WHAT IS REQUIRED: Nothing but the lines from the first line of the records through the line with "Exercise. Label the sea lion front" should be output, exactly as written and free of pictures.

Point localization data:
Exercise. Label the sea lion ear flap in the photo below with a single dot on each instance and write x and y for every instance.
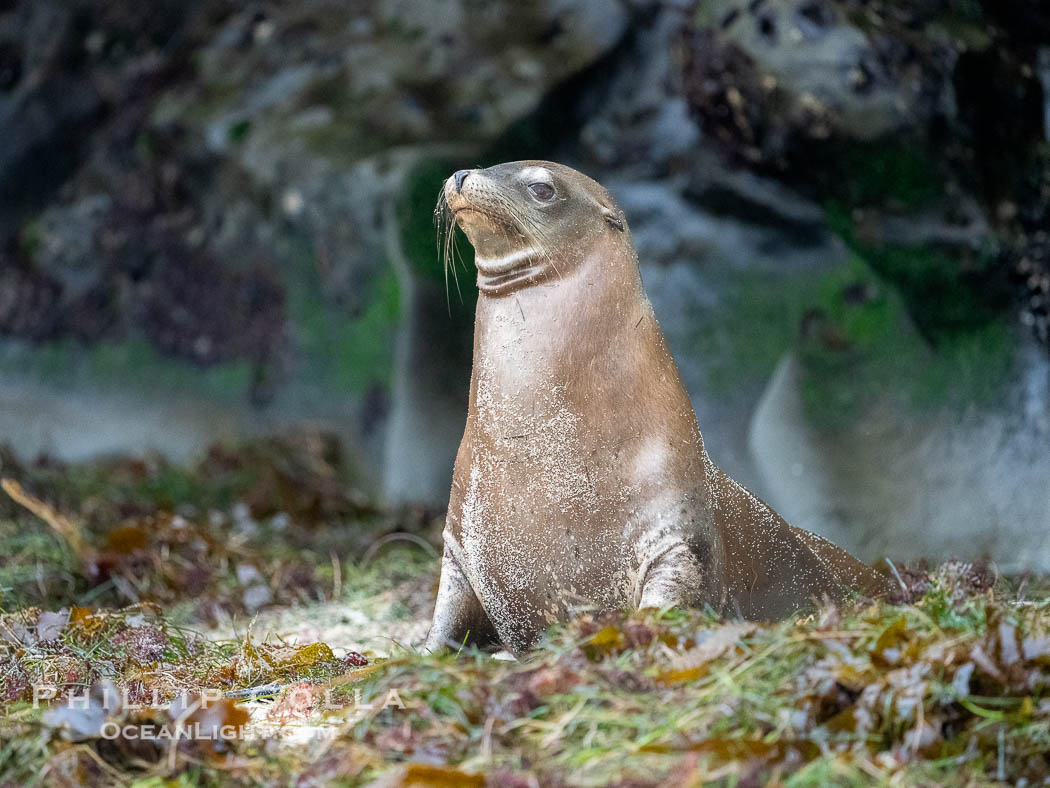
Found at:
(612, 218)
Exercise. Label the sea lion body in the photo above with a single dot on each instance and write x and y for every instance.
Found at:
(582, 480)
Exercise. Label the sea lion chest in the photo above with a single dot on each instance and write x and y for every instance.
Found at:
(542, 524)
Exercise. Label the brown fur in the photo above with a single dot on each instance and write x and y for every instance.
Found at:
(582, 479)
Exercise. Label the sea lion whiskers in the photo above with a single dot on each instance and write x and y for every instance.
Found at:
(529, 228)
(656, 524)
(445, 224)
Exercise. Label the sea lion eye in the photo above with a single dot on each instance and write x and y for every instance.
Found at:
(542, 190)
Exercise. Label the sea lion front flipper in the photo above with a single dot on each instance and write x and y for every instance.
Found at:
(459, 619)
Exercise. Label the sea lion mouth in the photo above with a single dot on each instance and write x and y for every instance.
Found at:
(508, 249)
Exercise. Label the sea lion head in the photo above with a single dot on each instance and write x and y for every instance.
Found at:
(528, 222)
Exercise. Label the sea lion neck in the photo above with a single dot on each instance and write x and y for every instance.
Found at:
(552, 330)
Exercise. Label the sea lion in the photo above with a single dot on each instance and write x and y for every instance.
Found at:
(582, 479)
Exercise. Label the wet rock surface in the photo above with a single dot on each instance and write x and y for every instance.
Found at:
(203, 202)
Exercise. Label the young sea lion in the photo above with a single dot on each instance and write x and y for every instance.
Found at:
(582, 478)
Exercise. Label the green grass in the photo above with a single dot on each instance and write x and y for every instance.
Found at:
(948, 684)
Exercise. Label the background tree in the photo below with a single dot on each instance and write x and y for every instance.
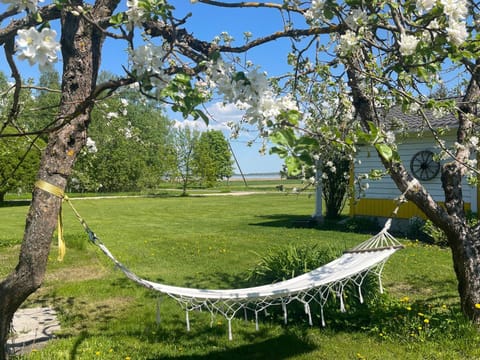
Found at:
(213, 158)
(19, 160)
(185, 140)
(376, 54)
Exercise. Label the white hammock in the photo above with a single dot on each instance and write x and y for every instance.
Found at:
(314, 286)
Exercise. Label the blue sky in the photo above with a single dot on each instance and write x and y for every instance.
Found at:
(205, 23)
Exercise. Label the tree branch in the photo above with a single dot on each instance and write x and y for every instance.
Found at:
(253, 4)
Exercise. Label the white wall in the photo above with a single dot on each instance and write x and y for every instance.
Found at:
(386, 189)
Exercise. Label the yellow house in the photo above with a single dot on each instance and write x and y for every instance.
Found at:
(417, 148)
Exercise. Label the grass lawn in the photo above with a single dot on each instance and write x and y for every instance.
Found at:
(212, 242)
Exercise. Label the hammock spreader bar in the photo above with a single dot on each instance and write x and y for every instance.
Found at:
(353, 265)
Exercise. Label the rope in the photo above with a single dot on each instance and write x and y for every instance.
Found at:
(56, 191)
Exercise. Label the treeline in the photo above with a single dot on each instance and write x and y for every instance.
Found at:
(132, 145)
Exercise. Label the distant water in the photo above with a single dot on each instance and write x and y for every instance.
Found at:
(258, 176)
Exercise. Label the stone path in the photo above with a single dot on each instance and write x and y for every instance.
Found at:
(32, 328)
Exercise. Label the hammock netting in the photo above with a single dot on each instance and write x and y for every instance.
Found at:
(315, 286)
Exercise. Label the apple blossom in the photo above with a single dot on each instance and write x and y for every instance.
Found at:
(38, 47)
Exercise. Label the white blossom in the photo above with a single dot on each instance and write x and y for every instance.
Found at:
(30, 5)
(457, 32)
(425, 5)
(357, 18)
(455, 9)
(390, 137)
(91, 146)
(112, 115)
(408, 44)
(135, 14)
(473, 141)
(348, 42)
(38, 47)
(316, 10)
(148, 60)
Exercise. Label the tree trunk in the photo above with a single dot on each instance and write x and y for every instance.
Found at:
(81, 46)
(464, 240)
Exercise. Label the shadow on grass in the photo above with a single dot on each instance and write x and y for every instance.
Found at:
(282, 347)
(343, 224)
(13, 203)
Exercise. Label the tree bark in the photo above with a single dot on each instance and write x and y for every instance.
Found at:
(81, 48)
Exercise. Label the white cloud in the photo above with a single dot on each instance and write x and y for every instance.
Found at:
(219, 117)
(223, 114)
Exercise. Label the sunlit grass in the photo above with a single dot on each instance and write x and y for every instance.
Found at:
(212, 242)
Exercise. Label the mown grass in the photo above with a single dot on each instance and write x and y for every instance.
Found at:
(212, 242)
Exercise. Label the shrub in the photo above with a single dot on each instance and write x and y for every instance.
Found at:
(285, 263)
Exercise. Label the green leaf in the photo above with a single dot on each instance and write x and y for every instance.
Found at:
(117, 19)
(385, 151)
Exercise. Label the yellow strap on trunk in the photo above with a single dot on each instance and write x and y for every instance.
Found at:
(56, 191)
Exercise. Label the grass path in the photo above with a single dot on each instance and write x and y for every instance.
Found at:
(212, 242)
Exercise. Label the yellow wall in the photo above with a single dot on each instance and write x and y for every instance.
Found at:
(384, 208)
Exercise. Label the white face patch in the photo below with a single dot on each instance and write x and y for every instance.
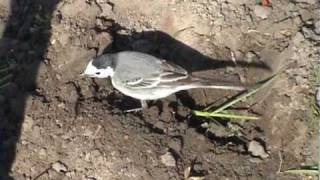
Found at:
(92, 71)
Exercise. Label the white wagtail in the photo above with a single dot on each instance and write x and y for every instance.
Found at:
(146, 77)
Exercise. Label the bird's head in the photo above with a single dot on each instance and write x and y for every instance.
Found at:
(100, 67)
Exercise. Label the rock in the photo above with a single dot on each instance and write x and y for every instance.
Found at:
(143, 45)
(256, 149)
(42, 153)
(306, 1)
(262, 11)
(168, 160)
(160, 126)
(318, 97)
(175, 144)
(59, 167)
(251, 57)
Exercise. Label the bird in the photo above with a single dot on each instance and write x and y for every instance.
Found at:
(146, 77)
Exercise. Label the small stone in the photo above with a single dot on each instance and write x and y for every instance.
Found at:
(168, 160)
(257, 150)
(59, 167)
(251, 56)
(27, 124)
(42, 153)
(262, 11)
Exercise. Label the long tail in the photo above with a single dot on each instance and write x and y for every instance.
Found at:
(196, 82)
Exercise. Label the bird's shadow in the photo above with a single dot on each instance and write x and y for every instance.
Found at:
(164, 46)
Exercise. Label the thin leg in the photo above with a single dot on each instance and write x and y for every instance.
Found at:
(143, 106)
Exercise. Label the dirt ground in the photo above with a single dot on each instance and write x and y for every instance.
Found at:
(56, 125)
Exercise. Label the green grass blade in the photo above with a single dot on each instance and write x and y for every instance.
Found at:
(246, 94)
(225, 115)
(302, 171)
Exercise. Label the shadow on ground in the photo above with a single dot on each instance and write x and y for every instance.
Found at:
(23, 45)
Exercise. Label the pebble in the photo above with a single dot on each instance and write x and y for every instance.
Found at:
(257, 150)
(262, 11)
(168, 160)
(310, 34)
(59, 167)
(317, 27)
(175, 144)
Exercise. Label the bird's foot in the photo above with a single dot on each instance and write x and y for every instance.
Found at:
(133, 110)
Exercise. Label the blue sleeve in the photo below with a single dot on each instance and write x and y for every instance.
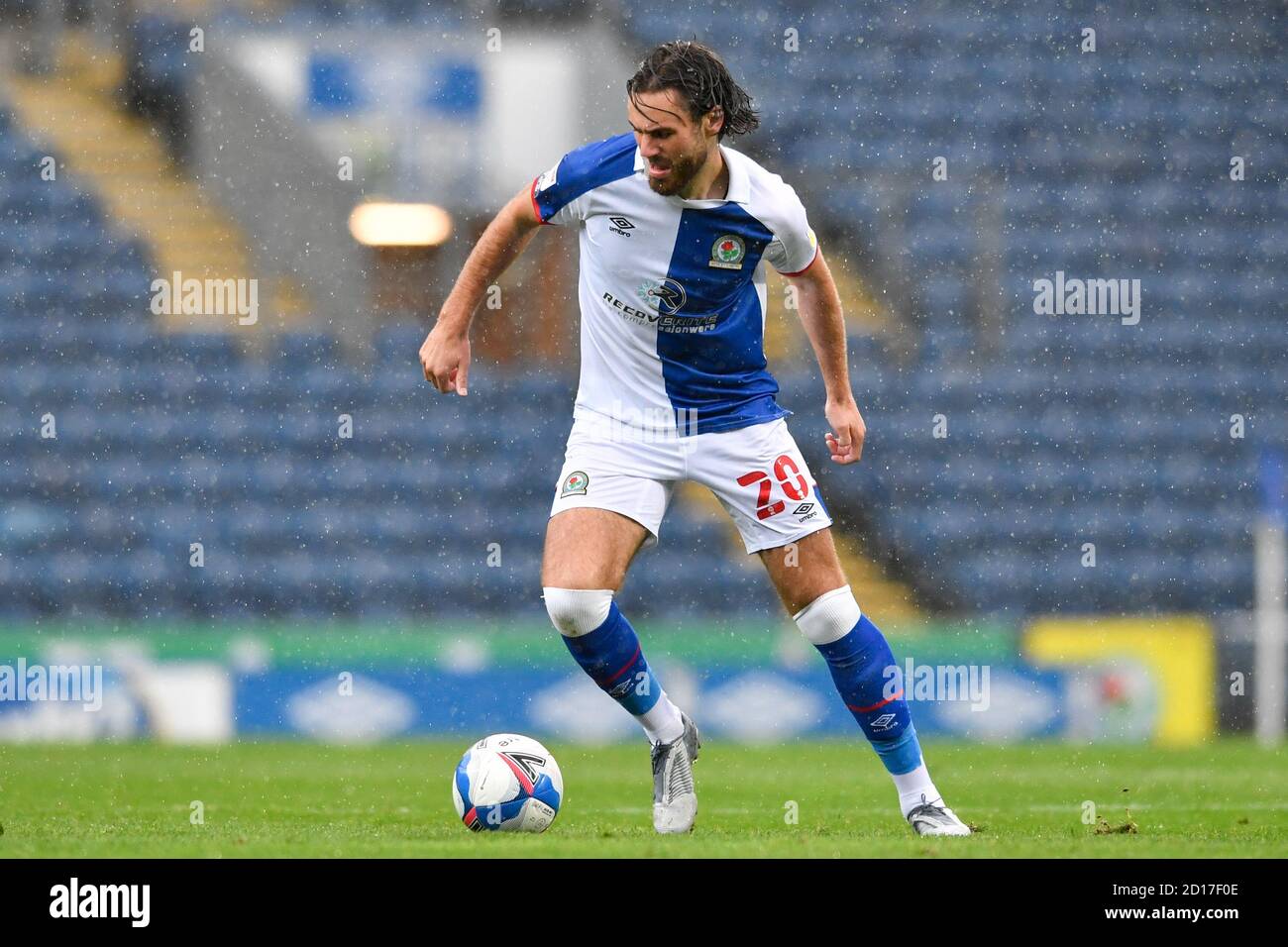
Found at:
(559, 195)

EXERCISE RESULT:
Exercise. Label the sea lion ear flap in the photo below with a single dot on each instance and write x and y for every instance.
Found at:
(612, 218)
Exercise. Label the sea lion body in the photo above with a single dot on each instance and write x and y for every instance.
Found at:
(582, 480)
Exercise. Label the sea lion chest in the photo above with a single dot on each instance and write x and y for every instance.
Found at:
(542, 524)
Exercise. Label the brown fur in the photo above with a single dot on each instance and write x and y for every instance.
Found at:
(582, 479)
Exercise. Label the sea lion whiskers in the photo above with a single dot on each instance and write x and y for every instance.
Found at:
(529, 228)
(656, 524)
(445, 224)
Exercise. Label the sea lion eye in the photo above with a single dot on each instance and write x and y for every instance.
Found at:
(542, 190)
Exercise. Label the sea lion front flipper in the photo above with a single dot on each instance and write x and y for every instance.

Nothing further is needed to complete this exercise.